EXERCISE INSTRUCTIONS -> Can you copy every line of the listing below without changing anything?

# Start of SUPPLIED INFORMATION

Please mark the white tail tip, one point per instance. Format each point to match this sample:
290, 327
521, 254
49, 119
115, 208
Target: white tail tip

# End of SUPPLIED INFORMATION

COMPLETE RESPONSE ->
Please mark the white tail tip, one point per instance. Format each point to match this sample:
290, 327
521, 254
49, 119
115, 208
Target: white tail tip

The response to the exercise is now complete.